# [Written problem]
Rewrite every item below in full, request included, and shift each x and y coordinate in the answers up by 62.

# [Task data]
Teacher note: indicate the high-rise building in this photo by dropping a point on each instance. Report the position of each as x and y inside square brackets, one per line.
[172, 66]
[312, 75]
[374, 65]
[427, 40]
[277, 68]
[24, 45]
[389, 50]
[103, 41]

# [Response to this task]
Teacher note: indicate the high-rise building in this photo by dropping a point on each instance. Report the position of each as x and y inside square brackets, one per line.
[234, 128]
[374, 137]
[436, 127]
[489, 102]
[339, 130]
[86, 107]
[451, 112]
[165, 103]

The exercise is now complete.